→ What to work on
Copy the records below from their start through the line that contains "rough mask: <svg", inclusive, changing every "rough mask" to "coarse mask" and keeping everything else the same.

##### Material provided #####

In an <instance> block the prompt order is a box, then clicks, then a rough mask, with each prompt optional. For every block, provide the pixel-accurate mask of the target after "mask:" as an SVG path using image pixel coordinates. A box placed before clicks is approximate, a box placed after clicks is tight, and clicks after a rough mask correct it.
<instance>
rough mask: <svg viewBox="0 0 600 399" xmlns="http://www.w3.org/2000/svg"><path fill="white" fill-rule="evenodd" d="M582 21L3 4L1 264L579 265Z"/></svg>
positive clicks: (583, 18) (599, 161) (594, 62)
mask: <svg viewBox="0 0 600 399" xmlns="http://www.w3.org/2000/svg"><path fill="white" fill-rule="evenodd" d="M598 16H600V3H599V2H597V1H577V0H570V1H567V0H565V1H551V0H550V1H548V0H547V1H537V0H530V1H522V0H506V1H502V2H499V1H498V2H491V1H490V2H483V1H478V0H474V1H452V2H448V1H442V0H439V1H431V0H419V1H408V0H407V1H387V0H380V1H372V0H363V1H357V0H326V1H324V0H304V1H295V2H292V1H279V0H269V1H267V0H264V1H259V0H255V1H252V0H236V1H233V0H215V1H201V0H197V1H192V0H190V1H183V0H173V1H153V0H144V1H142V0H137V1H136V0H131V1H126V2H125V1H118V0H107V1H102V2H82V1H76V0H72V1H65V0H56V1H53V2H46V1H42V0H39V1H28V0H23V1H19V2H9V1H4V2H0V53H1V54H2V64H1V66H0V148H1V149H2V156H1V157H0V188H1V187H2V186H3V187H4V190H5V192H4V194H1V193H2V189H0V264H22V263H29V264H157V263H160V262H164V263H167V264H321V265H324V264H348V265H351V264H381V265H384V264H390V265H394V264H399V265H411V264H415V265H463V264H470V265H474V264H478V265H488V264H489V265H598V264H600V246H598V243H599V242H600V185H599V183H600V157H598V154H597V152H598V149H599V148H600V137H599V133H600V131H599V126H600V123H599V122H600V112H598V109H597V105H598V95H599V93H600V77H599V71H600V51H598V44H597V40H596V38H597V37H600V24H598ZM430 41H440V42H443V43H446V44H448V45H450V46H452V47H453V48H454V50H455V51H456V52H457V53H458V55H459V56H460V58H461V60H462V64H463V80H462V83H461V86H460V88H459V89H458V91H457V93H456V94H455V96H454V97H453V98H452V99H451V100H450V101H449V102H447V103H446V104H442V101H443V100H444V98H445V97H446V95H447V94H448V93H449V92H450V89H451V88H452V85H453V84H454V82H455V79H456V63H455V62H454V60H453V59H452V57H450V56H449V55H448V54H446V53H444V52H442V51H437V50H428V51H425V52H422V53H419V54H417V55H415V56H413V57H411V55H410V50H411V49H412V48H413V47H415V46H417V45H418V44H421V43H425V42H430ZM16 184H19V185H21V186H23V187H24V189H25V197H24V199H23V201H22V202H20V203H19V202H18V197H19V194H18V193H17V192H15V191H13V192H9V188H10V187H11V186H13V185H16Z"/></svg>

#####

→ Solution to the exercise
In an <instance> block the prompt order is a box, then clicks, then a coarse mask, with each prompt optional. For every block, provide the pixel-accurate mask of the target after "mask:" as an SVG path using image pixel coordinates. A box placed before clicks is approximate, a box placed after clicks is tight, and clicks after a coarse mask correct it.
<instance>
coarse mask: <svg viewBox="0 0 600 399" xmlns="http://www.w3.org/2000/svg"><path fill="white" fill-rule="evenodd" d="M582 21L3 4L1 264L579 265Z"/></svg>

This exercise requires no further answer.